#### RECORD SET:
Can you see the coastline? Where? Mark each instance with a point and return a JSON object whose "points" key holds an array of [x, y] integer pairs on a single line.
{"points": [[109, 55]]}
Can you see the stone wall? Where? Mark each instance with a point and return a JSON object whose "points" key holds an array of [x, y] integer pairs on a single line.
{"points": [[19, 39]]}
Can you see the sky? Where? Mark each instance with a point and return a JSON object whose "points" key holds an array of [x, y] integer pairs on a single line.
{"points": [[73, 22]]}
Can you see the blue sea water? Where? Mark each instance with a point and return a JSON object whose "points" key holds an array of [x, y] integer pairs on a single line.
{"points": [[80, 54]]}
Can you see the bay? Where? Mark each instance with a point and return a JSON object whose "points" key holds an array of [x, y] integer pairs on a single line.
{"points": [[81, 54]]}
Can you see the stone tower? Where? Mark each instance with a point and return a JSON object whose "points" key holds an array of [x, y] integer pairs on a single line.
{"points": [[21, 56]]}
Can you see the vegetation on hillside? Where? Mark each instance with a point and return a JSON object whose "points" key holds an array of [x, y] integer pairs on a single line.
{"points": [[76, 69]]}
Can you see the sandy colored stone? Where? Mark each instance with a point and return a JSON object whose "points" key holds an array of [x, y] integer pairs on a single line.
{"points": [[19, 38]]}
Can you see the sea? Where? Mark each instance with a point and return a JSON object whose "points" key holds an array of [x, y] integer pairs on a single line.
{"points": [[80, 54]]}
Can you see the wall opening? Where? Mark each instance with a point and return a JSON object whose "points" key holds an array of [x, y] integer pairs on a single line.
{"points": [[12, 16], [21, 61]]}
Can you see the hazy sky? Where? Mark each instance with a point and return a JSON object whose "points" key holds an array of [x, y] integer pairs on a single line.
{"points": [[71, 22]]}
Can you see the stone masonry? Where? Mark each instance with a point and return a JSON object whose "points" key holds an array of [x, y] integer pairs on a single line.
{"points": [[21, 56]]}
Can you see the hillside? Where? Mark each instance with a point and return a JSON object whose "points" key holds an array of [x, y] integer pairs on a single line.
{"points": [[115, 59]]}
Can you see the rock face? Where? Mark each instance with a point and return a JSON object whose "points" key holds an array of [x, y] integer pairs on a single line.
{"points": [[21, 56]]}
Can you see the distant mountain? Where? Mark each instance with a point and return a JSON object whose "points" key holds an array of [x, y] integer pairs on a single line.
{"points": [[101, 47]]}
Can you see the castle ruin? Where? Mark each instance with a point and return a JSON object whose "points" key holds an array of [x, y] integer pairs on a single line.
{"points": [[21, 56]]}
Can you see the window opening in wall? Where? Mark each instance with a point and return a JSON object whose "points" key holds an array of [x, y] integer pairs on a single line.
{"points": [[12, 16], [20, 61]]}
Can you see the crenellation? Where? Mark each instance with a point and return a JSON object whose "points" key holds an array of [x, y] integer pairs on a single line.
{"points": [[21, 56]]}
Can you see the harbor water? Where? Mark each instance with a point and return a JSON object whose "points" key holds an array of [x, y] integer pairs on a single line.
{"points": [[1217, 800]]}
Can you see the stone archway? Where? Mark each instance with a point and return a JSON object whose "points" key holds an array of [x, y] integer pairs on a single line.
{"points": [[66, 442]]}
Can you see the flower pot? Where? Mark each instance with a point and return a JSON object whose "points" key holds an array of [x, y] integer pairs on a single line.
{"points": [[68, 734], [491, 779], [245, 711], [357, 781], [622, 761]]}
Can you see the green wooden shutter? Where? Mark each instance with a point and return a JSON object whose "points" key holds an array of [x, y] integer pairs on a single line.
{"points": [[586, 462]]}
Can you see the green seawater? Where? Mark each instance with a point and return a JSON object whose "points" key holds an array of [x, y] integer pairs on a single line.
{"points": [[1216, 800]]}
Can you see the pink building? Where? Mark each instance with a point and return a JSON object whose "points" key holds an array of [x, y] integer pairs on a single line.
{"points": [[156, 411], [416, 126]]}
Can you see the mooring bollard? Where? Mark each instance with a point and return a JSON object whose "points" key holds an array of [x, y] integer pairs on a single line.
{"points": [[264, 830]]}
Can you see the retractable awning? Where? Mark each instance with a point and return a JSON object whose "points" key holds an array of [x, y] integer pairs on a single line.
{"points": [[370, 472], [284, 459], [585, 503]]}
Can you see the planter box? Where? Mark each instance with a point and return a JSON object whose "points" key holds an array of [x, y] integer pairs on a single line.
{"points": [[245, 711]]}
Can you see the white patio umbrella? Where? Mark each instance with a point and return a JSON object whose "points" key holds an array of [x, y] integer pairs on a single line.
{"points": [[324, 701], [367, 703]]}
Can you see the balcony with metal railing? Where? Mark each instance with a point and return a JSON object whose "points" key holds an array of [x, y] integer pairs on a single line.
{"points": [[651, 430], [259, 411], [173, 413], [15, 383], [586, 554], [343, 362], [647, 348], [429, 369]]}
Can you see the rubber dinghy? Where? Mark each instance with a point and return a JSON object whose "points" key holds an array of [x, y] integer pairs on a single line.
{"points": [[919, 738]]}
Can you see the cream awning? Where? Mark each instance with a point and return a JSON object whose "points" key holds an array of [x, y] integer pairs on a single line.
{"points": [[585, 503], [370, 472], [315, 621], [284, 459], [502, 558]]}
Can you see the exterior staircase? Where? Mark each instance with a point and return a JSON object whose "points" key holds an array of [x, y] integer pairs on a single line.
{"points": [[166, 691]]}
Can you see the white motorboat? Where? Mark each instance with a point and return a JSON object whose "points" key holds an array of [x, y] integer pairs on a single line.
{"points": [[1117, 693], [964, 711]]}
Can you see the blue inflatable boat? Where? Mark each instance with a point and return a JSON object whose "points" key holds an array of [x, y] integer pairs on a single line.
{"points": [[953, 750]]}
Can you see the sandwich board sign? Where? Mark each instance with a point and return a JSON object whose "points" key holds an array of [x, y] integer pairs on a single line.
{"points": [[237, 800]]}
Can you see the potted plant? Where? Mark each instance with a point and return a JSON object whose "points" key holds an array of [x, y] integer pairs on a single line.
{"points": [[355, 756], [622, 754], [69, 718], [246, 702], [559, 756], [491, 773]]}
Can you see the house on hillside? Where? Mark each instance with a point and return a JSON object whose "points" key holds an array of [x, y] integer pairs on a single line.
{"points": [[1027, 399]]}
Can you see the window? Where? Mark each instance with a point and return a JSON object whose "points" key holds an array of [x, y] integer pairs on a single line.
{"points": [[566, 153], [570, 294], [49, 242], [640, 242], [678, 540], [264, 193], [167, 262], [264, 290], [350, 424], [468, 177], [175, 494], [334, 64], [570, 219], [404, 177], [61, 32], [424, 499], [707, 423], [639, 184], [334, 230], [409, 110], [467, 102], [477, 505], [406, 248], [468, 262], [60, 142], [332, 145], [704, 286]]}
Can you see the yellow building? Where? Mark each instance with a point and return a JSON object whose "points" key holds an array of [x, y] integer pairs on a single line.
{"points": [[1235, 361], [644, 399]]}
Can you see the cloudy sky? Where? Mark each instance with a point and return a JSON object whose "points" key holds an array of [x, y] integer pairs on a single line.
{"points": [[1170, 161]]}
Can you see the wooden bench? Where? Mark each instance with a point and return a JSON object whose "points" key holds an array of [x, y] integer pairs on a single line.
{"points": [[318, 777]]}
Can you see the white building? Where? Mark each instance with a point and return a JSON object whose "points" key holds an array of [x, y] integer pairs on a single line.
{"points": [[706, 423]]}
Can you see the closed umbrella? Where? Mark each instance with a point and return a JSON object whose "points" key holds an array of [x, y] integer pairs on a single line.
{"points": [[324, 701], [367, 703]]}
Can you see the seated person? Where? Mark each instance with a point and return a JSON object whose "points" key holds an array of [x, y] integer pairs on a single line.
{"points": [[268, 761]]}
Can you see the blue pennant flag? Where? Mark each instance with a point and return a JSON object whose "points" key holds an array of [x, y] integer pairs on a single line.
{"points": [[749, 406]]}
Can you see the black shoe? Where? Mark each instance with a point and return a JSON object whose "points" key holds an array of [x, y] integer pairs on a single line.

#### OBJECTIVE:
Give back exactly the lines running from the line containing "Can you see the wooden" through the end of the material above, both included, and nothing beyond them.

#### REPLY TO THE TASK:
Can you see the wooden bench? Where? Mark each instance with a point and return a JSON object whose "points" key holds an array of [x, y] integer pairs on a single line.
{"points": [[318, 777]]}
Can you see the white building? Where? Mark each instance with a point and return a JSON object whose "points" key holds an array of [x, y] integer pairs on a single line.
{"points": [[706, 423]]}
Can you see the closed umbrella? Where? Mark each instance with a point and return a JSON object whose "points" key holds an array of [x, y] integer pairs on a single line.
{"points": [[324, 701], [367, 703]]}
Can you see the seated person? Where? Mark each instance with a point and return a JSON object whose "points" key holds an array of [x, y] integer pairs on a single line.
{"points": [[268, 761]]}
Can you see the blue pennant flag? Where? Mark each instance with a point and return a JSON object whose "points" key holds an array of [x, y] integer pairs on a single line.
{"points": [[749, 406]]}
Can you see the black shoe? Where? Mark each instance with a point and return a JSON object whose "points" key holds an array of [x, y] integer pairs on a single line.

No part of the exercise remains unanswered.